• _Challenges_
1. Reproduce the ESP32 camera guide word for word, from "The cherry on" to "came back victorious.".
2. Which features does the ESP32 camera guide say the ESP32-CAM board offers? List every one.
3. Write the next part of the ESP32 camera guide, picking up after its final numbered step.

• _Passage to read_
────────────────────
ESP32 IR-Triggered Camera with Home Assistant Integration

Updated 06 February 2022

I love the ESP line-up. I started by messing around with the ESP8266 and I completely fell in love with it. The 8266 is all I ever wanted from a microcontroller:  WIFI connectivity, a decent amount of GPIO, a deep-sleep mode for battery operation and it is dirt cheap.

The ESP8266 found its way into many projects, and every time I had tons of fun integrating it, so when the folks at Espressif released the ESP32, I was beyond happy.

Among all the development boards based on the ESP32 that are circulating around, one caught my attention, the ESP32-CAM. This little mighty board offers wifi connectivity, onboard voltage regulation, LED Flash, Micro sd card reader, and a 2MP Camera.

The cherry on top of the cake was when I found out about Home assistant and ESPHome. Two months in the Home assistant rabbit hole later I came back victorious.

In this project, we will set up a Home Assistant instance on an RPi 4 and connect the ESP32-CAM to it with a motion sensor for presence detection and automation.

Parts List

A Raspberry Pi with the Parts List mounted onto it

Getting Home Assistant Ready

  1. First thing first we need to set up Home Assistant on the RPi, grab a copy of HA from here also you will need Balena Etcher or the Raspberry Pi Imager to flash the image on the sd card.
  2. Once you have flashed the image on the sd card, connect your RPi to your modem via ethernet (this is very important, you can technically use the onboard wifi on your raspberry but Home Assistant needs a solid connection, depending on multiple factors a wifi connection could be unstable resulting in frustration down the road, trust me, staying up until 3 am troubleshooting why I could not connect to HA only to find out that my neighbor’s microwave oven was interfering with the wifi is no fun)
  3. Now put the micro sd card into the Pi and boot all the way. The first boot will take some time, so don't be afraid if nothing happens for a while.
  4. Log into your modem and you should see a page that lists all the devices connected. It could be under the DHCP page or under the device section, this is different for every router. If you get stuck google your router’s make and model, you will be very likely to find the manuals or someone with the same problem.
  5. Once you reach the device page you should see your Raspberry Pi happily sitting on your network. Note down the Pi's IP address and add a static entry for it in your router’s DHCP settings (this is not necessary but I strongly recommend doing so)
  6. It is time to connect to Home Assistant, open a browser while you connected to your home LAN, and paste this into the address bar: http://homeassistant.local:8123/
  7. Alternatively, if this address does not work you can use the Pi IP address that we noted down before.
  8. For example, my Pi address is therefore the Home Assistant dashboard address will be 
  9. Your address will be different just substitute your Pi address into the above address.
────────────────────
• _Given records_

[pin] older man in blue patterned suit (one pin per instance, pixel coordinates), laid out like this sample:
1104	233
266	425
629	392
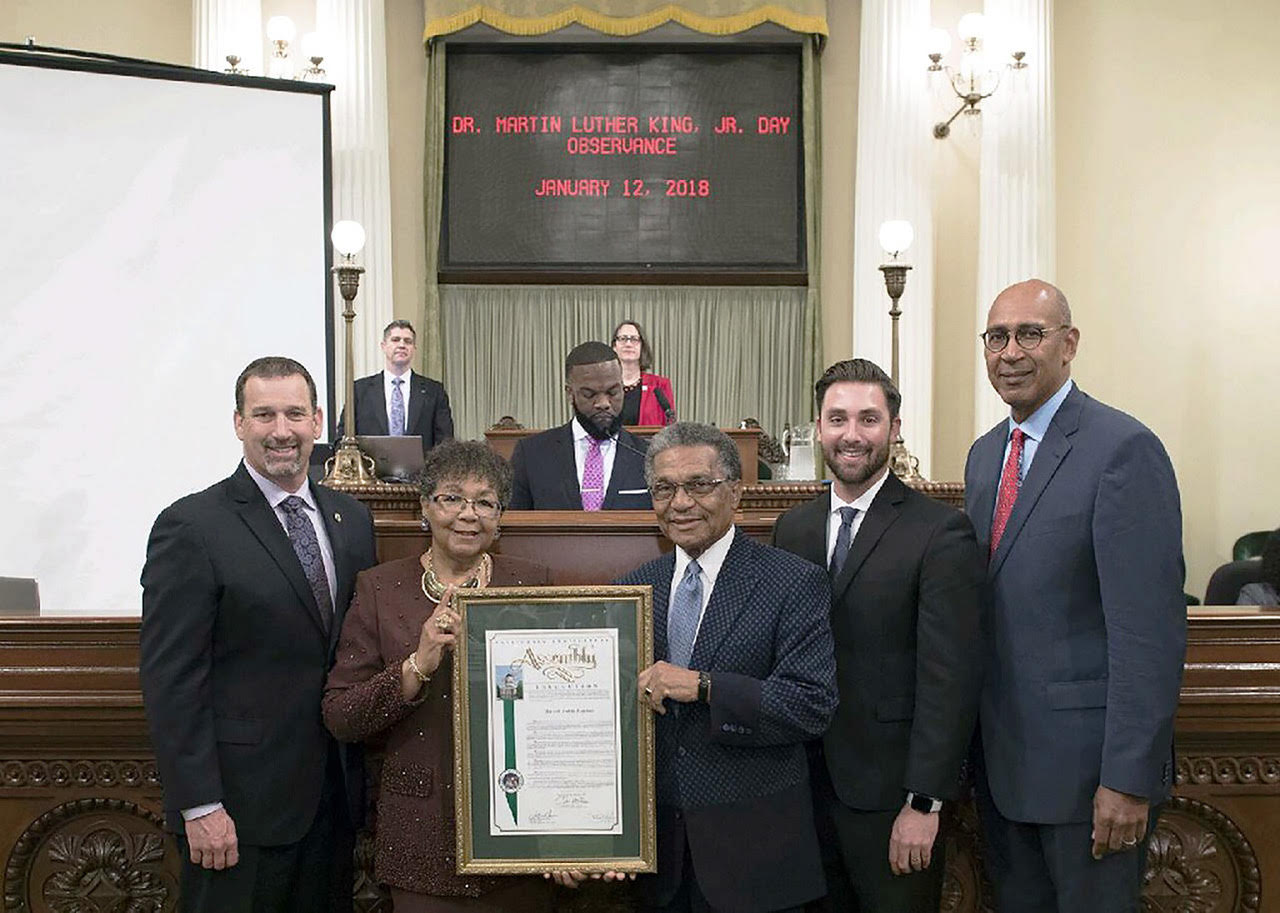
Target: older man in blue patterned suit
745	675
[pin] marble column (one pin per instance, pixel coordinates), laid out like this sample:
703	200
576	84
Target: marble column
1015	195
222	27
356	64
895	182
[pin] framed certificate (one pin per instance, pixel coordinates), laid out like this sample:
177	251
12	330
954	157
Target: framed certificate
552	751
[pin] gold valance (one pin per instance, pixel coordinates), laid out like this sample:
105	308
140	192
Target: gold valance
625	17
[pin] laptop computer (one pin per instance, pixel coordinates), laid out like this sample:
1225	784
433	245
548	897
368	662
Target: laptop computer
397	457
19	596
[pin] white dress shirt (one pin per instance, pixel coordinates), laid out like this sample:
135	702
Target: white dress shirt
583	443
387	398
862	503
709	564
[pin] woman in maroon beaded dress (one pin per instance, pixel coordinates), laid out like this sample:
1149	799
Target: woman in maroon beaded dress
392	684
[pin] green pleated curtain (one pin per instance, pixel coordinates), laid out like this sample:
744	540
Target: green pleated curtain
731	352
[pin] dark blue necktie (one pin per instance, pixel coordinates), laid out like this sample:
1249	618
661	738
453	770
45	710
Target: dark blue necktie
686	606
844	538
306	546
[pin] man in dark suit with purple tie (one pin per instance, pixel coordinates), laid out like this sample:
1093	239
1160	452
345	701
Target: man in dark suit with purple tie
243	593
398	400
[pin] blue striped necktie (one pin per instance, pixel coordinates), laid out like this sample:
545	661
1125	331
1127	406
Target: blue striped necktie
844	539
686	606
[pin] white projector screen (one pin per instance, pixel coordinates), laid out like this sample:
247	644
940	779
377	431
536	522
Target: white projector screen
159	229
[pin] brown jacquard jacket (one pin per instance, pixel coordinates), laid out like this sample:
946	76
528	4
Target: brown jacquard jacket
362	702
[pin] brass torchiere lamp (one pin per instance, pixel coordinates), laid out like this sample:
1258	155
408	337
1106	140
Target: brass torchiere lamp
348	466
895	237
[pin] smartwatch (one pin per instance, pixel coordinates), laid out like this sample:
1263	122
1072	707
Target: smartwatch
923	803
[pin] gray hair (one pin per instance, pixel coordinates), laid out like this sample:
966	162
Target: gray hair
695	434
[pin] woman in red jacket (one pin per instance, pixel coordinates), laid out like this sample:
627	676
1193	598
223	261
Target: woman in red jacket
648	397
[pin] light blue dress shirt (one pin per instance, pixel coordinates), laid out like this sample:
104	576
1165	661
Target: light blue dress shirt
1034	428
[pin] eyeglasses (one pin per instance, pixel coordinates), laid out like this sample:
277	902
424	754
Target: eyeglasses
1029	337
694	488
453	505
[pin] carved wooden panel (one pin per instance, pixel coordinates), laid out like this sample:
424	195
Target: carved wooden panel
92	856
80	798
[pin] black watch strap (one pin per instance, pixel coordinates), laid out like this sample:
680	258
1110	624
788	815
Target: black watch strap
923	803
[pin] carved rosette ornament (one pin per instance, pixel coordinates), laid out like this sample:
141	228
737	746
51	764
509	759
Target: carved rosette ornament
1200	862
92	856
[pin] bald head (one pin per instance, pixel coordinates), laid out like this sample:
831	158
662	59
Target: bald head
1040	292
1034	322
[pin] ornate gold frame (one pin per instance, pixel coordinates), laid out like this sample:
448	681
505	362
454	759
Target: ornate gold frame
467	862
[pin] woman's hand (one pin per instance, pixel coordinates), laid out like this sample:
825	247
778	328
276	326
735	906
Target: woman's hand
438	634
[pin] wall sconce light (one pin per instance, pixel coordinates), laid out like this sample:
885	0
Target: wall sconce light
348	466
314	50
896	237
280	31
973	81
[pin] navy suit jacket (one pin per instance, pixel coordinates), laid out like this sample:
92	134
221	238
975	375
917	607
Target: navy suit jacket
429	412
732	775
544	474
234	656
906	621
1088	622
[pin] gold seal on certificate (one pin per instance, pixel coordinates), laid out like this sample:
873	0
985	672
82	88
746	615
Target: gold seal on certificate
553	751
554	731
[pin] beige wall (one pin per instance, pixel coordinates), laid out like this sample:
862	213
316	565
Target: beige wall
152	30
839	160
1168	199
1169	217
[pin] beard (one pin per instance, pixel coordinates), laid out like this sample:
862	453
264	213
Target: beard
280	465
593	427
873	461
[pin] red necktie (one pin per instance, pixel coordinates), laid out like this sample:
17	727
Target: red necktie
1008	494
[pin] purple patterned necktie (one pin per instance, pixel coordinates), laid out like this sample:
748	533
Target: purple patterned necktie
593	478
306	546
397	407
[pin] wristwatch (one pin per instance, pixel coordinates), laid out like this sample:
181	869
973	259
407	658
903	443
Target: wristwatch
923	803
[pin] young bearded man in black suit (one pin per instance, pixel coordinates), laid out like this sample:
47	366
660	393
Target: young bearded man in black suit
243	594
423	405
592	462
905	576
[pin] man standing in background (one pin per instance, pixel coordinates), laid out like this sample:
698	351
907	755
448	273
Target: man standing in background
398	400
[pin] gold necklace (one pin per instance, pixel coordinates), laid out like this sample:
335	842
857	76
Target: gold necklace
478	576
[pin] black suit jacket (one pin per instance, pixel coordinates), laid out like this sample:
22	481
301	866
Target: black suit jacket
732	777
544	474
234	656
428	409
906	621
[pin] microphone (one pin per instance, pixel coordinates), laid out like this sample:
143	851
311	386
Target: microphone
664	402
625	446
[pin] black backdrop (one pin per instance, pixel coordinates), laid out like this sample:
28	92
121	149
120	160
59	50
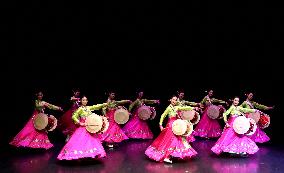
────────────────────
• _Set of answers_
1.
The cherry on top of the cake was when I found out about Home assistant and ESPHome. Two months in the Home assistant rabbit hole later I came back victorious.

2.
- Wifi connectivity
- Onboard voltage regulation
- LED flash
- Micro SD card reader
- 2MP camera

3.
Once you have successfully connected to Home Assistant, go through the setup process.

Adding on the Add-Ons

At this point you should have a running Home Assistant instance on your Pi, it’s time to add-on and add-on hard! First, we need to get an ESPHome add-on from the add-on store in Home Assistant.

  1. Go to the main page and click on the name you gave during the set-up, a page will open, now turn on advance mode.
  2. From the side panel, click supervisor >  add-on store (at the top). In the search bar, look up ESPHome add-on. Click on it and install it.
  3. Reboot the Pi via Sidebar > Configuration > Server Controls > Server management > Restart.
  4. Wait for the server to restart and then go to Supervisor > ESPHome
  5. Click the plus button (+) in the bottom right to add a camera
  6. Give your camera a name
  7. In device type, select from the drop-down menu “Ai Thinker ESP32-CAM”
  8. Now enter your WIFI Credential and an OTA password (you will need this later)
  9. Now click submit
  10. Going back to ESPHome you should see your new camera ready for you.
  11. Click the “edit” button on the camera card.


ESPHome uses a .yaml file to store the configuration for the devices.

Your configuration should be similar to mine.

Modify your configuration in order to match mine. Be careful if you copy-paste my configuration. “.yaml” is formatting sensitive and if the indentations are not correct your camera will not work.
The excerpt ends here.